▶ **SHORT EXERCISE**: Copy out every line of the material below word for word, leaving out the pictures.

▶ **DATA SHOWN**:
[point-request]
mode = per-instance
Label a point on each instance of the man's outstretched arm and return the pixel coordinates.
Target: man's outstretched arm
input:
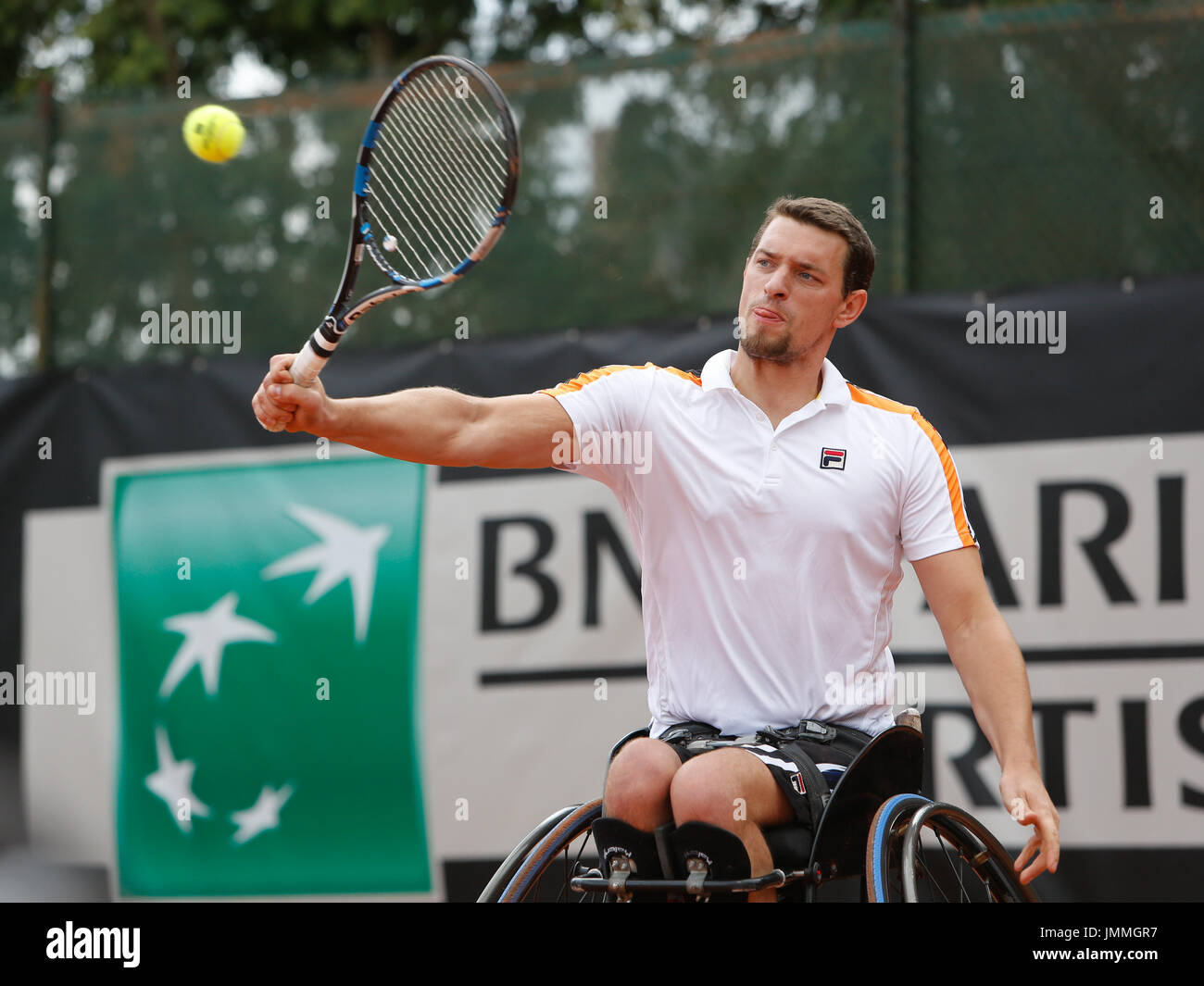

▶ **OUTPUT BELOW**:
[point-request]
mode = per-instance
Label a point on each instance of the man's outstretched arm and return the pixel coordinates.
Target: man's outstretched arm
input:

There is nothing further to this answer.